GIVEN TASK | Return every line of the material below that contains the string "view".

[Entries for pointing at labeled objects]

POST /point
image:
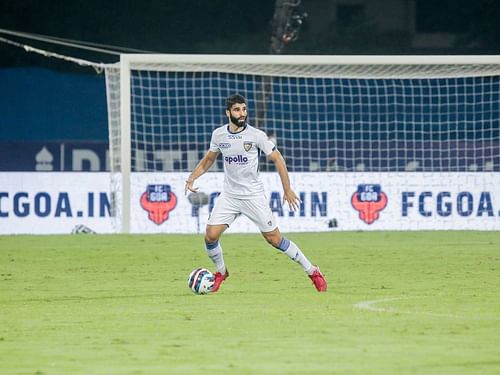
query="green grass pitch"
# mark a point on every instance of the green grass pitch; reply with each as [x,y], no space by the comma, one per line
[397,303]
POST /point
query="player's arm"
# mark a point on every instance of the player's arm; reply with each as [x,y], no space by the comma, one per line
[288,194]
[204,165]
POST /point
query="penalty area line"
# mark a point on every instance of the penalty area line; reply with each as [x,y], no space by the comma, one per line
[371,306]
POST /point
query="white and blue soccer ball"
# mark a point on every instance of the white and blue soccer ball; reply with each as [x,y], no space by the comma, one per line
[201,281]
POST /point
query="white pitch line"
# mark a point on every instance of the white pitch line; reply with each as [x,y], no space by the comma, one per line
[370,306]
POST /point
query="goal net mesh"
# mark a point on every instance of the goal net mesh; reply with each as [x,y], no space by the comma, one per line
[327,117]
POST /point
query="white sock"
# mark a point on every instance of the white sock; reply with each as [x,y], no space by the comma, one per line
[214,251]
[292,250]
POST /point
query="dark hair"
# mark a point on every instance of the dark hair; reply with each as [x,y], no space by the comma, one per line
[233,99]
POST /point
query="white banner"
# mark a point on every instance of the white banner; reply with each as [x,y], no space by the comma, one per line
[57,202]
[332,201]
[46,203]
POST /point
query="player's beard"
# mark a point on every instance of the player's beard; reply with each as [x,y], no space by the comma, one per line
[239,122]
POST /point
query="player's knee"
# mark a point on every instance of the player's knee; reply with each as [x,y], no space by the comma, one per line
[211,238]
[273,239]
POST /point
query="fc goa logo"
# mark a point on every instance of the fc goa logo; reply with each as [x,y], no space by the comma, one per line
[369,200]
[158,200]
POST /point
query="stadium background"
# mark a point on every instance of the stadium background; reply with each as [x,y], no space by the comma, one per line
[67,104]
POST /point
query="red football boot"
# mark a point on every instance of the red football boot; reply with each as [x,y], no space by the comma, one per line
[318,280]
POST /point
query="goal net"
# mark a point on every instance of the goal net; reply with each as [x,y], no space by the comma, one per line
[350,114]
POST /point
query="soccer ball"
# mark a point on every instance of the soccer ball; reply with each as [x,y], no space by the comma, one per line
[201,280]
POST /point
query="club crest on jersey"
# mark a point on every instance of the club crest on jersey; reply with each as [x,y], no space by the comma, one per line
[224,145]
[158,201]
[369,200]
[247,146]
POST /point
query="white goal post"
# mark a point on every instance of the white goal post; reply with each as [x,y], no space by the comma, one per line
[332,114]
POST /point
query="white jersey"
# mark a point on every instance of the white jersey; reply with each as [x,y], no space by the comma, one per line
[240,152]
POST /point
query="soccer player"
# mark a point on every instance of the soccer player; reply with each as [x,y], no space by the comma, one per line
[240,145]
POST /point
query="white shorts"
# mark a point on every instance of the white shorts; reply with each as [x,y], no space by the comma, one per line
[257,209]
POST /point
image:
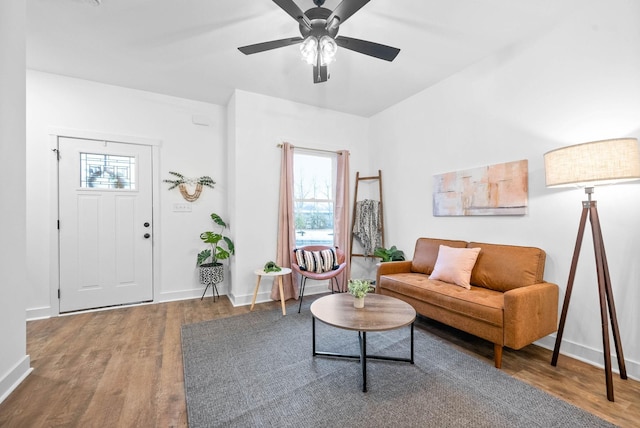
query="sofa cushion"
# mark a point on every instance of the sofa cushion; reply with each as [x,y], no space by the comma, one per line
[426,253]
[454,265]
[478,303]
[505,267]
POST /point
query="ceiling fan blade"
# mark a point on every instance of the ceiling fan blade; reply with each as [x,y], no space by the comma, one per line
[320,73]
[345,9]
[266,46]
[296,13]
[375,50]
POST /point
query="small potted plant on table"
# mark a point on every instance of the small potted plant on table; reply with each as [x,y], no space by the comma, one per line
[359,289]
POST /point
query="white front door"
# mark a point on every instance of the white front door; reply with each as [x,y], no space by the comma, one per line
[105,223]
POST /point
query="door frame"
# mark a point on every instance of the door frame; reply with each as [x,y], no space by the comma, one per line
[155,144]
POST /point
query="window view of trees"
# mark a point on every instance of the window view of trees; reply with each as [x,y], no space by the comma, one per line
[313,198]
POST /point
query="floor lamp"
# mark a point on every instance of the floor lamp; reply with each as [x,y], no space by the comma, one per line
[589,164]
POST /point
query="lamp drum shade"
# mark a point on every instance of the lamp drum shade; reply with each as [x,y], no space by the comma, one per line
[597,162]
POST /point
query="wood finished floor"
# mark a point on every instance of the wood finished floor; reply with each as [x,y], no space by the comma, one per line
[123,368]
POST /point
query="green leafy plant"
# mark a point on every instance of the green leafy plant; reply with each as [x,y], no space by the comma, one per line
[359,287]
[389,255]
[271,267]
[221,247]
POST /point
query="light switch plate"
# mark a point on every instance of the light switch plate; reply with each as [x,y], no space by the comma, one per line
[182,208]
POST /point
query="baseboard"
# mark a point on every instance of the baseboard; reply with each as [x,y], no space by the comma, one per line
[189,294]
[14,377]
[588,355]
[39,313]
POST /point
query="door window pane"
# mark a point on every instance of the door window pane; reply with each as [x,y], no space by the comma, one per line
[107,171]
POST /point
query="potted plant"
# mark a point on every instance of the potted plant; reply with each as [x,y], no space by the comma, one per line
[359,289]
[389,255]
[220,248]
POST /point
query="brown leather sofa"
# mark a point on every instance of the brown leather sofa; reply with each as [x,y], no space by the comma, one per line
[509,302]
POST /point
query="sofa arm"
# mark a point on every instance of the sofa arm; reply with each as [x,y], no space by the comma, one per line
[530,313]
[387,268]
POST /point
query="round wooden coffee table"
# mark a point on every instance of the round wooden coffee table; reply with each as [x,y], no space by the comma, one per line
[380,313]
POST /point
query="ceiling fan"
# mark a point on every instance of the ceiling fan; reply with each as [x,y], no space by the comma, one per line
[319,27]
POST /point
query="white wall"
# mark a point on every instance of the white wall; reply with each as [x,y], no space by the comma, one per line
[578,82]
[261,123]
[55,102]
[14,363]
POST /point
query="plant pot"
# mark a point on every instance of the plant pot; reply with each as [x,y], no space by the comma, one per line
[211,273]
[358,302]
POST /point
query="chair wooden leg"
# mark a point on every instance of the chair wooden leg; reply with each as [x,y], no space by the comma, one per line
[497,355]
[303,281]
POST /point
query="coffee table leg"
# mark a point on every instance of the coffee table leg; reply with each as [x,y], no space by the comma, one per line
[363,358]
[313,335]
[255,293]
[412,342]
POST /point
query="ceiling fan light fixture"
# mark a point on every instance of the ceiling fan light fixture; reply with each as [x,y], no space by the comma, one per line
[309,50]
[328,49]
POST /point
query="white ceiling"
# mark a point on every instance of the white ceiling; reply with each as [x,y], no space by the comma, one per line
[188,48]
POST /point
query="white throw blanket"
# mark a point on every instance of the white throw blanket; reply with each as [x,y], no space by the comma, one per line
[367,227]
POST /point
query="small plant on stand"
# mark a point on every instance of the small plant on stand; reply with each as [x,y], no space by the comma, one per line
[389,254]
[359,289]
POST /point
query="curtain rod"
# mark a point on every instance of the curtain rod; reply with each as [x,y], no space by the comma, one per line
[310,149]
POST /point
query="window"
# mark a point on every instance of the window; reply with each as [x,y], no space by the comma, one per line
[107,171]
[314,198]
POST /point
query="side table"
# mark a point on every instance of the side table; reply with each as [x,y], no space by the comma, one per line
[260,273]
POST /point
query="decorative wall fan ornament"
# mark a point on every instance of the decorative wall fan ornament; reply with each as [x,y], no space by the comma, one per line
[181,183]
[319,29]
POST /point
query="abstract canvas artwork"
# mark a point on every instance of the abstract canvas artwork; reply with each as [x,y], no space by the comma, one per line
[500,189]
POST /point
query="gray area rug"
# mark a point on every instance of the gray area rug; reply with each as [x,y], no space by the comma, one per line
[256,370]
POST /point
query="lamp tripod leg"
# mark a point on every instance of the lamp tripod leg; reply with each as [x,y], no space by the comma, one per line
[567,294]
[605,293]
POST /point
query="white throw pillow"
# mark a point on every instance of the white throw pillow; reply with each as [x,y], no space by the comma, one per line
[454,265]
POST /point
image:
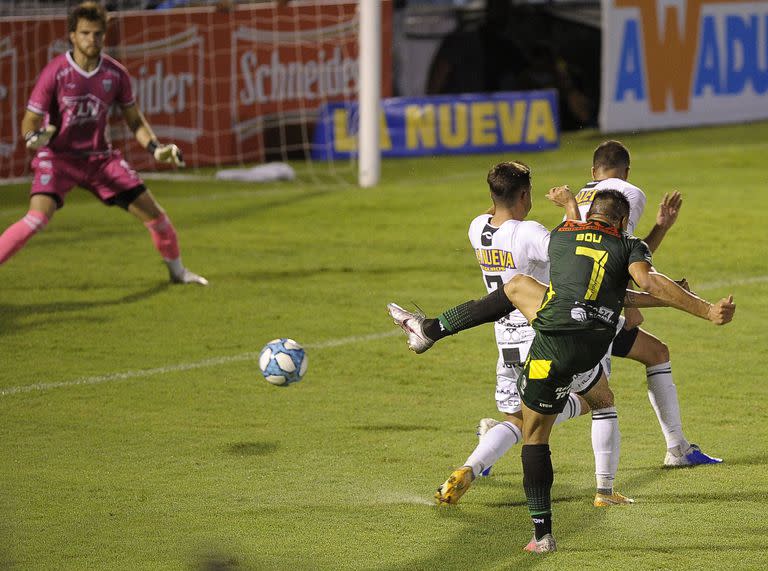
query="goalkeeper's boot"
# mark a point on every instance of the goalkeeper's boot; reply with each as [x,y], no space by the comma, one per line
[614,499]
[455,486]
[691,457]
[413,325]
[544,545]
[187,277]
[484,426]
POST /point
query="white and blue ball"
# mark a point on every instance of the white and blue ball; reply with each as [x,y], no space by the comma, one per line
[283,362]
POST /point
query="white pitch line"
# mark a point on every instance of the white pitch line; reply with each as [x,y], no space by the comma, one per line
[112,377]
[734,282]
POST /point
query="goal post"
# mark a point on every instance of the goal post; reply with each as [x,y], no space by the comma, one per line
[369,93]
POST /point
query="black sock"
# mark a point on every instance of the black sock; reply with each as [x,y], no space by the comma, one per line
[537,481]
[469,314]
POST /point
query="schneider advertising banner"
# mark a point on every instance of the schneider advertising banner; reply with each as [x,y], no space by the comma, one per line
[217,82]
[446,124]
[684,62]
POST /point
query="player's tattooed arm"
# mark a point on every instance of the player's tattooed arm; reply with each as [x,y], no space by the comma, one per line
[665,219]
[675,296]
[635,299]
[562,196]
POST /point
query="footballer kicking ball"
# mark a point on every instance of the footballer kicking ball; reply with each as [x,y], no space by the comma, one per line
[283,362]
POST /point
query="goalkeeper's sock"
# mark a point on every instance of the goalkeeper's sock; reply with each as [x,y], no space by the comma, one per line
[469,314]
[17,234]
[164,238]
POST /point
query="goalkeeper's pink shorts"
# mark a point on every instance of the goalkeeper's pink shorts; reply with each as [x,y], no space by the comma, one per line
[105,176]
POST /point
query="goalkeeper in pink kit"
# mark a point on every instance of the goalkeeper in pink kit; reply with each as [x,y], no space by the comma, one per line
[66,123]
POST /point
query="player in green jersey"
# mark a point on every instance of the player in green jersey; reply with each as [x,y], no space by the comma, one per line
[575,320]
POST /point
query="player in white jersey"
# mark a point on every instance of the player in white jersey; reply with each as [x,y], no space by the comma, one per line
[610,169]
[506,245]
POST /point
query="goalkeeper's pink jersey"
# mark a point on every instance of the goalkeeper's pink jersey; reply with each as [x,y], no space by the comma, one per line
[78,102]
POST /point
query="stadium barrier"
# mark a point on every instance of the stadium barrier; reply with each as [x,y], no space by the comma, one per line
[675,65]
[228,86]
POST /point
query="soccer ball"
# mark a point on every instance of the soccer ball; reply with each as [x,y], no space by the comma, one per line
[282,362]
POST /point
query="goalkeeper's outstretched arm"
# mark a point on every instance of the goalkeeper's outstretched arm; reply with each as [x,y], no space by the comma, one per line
[138,124]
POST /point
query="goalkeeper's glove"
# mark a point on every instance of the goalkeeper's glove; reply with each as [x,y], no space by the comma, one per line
[166,153]
[39,138]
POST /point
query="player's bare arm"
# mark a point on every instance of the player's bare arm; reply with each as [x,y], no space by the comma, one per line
[675,296]
[665,219]
[563,197]
[141,129]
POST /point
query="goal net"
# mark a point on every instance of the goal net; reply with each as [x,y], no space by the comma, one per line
[230,83]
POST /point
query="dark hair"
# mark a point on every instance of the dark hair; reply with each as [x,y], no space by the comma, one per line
[91,11]
[611,155]
[508,180]
[610,203]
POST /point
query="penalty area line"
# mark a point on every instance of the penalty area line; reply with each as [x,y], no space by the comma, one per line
[212,362]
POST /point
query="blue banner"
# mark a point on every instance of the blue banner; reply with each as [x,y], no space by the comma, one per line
[511,121]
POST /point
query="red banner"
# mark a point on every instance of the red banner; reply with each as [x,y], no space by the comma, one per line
[226,86]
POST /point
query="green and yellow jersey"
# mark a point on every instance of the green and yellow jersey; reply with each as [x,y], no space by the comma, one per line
[589,274]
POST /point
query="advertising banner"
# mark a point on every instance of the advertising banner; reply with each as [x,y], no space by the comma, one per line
[673,64]
[222,84]
[447,124]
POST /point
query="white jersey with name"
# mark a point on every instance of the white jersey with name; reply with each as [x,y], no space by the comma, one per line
[514,247]
[635,196]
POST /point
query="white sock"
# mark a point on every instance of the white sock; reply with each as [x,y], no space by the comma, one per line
[572,409]
[493,445]
[175,266]
[662,393]
[606,444]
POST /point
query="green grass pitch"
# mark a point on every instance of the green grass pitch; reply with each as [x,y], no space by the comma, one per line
[137,433]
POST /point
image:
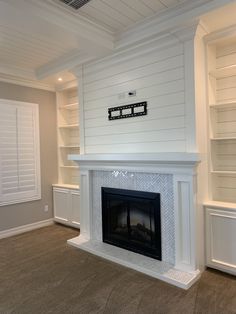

IN RESPONSE |
query="window view of trees"
# mark a point on every instance of the window view of trees; reply with each as [x,y], no space by the comma, one per line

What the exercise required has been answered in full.